**ASSIGNED TASK:**
Output must match the records, character for character.

**RECORDED INFORMATION:**
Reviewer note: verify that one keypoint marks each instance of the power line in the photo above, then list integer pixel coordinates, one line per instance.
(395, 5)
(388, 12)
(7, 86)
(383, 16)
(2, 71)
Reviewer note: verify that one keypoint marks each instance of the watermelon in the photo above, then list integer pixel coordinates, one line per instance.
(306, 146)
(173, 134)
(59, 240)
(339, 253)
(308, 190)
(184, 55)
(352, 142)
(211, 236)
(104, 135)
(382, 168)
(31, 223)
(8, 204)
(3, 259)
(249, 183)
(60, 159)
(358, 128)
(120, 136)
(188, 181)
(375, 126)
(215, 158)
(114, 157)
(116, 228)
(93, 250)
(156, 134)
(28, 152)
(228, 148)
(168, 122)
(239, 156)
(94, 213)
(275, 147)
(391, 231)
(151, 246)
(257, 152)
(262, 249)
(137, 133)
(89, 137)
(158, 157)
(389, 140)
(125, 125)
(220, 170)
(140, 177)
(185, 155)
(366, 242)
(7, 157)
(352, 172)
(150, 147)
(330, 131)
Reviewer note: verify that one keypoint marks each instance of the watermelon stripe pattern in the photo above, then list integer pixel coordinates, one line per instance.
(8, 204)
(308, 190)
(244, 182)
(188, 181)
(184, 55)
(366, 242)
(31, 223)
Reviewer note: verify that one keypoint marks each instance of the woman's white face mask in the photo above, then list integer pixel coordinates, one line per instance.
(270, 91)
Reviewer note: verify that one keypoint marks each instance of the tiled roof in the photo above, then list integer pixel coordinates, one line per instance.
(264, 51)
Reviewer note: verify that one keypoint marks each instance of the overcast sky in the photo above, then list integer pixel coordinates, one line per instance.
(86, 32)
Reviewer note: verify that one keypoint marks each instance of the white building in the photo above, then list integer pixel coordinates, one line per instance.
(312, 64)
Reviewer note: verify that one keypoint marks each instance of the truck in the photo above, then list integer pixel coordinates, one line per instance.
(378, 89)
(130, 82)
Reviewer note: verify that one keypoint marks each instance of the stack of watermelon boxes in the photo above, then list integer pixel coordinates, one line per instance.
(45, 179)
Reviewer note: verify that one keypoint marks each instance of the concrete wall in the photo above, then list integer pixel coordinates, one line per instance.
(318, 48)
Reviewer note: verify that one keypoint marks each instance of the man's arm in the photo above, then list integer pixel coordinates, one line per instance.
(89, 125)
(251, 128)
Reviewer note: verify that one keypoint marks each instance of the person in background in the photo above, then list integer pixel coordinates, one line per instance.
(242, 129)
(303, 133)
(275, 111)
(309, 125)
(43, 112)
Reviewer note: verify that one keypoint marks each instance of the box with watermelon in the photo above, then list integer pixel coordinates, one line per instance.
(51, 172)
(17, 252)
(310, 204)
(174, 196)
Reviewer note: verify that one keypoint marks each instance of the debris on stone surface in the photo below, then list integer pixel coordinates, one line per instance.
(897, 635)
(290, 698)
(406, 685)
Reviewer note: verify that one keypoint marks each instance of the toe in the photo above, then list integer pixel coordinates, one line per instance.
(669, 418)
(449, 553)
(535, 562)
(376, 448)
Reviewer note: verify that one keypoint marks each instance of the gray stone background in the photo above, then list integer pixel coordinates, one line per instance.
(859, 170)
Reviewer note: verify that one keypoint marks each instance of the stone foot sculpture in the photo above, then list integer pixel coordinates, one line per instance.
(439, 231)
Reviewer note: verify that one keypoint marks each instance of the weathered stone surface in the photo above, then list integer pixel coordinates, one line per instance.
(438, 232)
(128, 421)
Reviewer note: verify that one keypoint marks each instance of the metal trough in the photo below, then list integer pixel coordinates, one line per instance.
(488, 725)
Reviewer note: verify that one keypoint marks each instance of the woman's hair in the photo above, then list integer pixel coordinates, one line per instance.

**TASK OUTPUT:**
Reviewer note: verify that one keypoint marks each instance of the power line in the photo above, then list integer pixel coordinates, one line per instance.
(395, 5)
(388, 12)
(7, 86)
(383, 16)
(2, 71)
Reviewer note: verify that one keypoint marks each instance of the watermelon in the photo above, then list integer pixel coordinates, one line per instance.
(306, 146)
(173, 134)
(59, 240)
(339, 253)
(308, 190)
(184, 55)
(352, 142)
(211, 236)
(104, 135)
(382, 168)
(31, 223)
(8, 204)
(3, 259)
(249, 183)
(60, 159)
(358, 128)
(120, 136)
(188, 181)
(375, 126)
(215, 158)
(114, 157)
(116, 228)
(93, 250)
(156, 134)
(28, 152)
(228, 148)
(168, 122)
(239, 156)
(94, 213)
(275, 147)
(391, 231)
(151, 246)
(257, 152)
(262, 249)
(137, 133)
(89, 137)
(158, 157)
(389, 140)
(125, 125)
(220, 170)
(140, 177)
(185, 155)
(366, 242)
(7, 157)
(352, 172)
(150, 147)
(330, 131)
Reviewer note: verify that one keypoint marks each instance of the watermelon stripe pattern in the photo above, then list integer pixel coordinates, one line per instance.
(8, 204)
(308, 190)
(244, 182)
(188, 181)
(184, 55)
(366, 242)
(31, 223)
Reviewer note: verify that one keypoint marks each instance of the woman's white face mask in the photo above, then list integer pixel coordinates, one line per instance.
(270, 91)
Reviewer note: verify that one keypoint marks each instance of the tiled roof in the photo above, then list integer pixel coordinates, one line per instance.
(264, 51)
Reviewer note: verify that one keypoint marks each instance of the overcast sky in the photo above, then list integer pixel coordinates, one line per instance.
(86, 32)
Reviewer note: verify that one keypoint marks each instance of the white building in the photo above, then list integer pixel coordinates, one line per instance.
(312, 64)
Reviewer note: verify that one keypoint marks each instance of the truck in the photo above, then list integer pixel coordinates, one line per instance.
(378, 89)
(130, 82)
Reviewer note: verify that one keypoint marks each instance of the stack of watermelon boxes in the photo above, then list integer pixel coordinates, one line per instance.
(45, 179)
Reviewer note: verify that one keypoint marks each instance of the concrete wall in the photo above, then list integer pixel coordinates, one line per instance.
(318, 48)
Reviewer note: verify that one keypoint marks each instance of the man's arm in the photo above, then list integer pixel coordinates, one line per instance.
(89, 125)
(251, 128)
Reviewer note: verify that one keypoint marks each instance of the person in background in the photo above, then list integer pixel coordinates, one line per instance.
(242, 129)
(303, 133)
(275, 111)
(309, 125)
(43, 112)
Reviewer note: verify that one keypoint marks each instance of the box with watermelon in the photo above, then list integer pixel coordinates, one line per instance.
(51, 172)
(17, 252)
(310, 204)
(174, 196)
Reviewer note: verify that one keypoint marks each instance of the debris on stone surface in the photo below, then list integer pixel coordinates, one line per instance.
(897, 635)
(290, 698)
(406, 685)
Reviewer note: verify that one keypoint marks each instance of the toe in the photo above, then list integer pixel coordinates, one line per instance.
(669, 418)
(449, 553)
(535, 562)
(376, 448)
Reviewer note: verify that one keypoint marks each instance of the gray stone background in the photo above, then list integer pixel coordinates, one line per instance.
(859, 170)
Reviewer note: verify that one keypoint marks each instance of the stone foot sculpture in the photo above, then list integer pixel coordinates, one line per instance.
(439, 231)
Reviewer note: verify that one keypoint marks each instance of the weathered stone surface in the photo above, then list integer pixel coordinates, one line per instance.
(438, 232)
(128, 421)
Reviewer note: verify that one keypoint marks each instance of the metal trough in the photo below, then list integer pixel coordinates, one line per instance.
(488, 725)
Reviewer note: verify that one keypoint marks each instance of the woman's hair in the photo above, then list integer pixel coordinates, one line per instance.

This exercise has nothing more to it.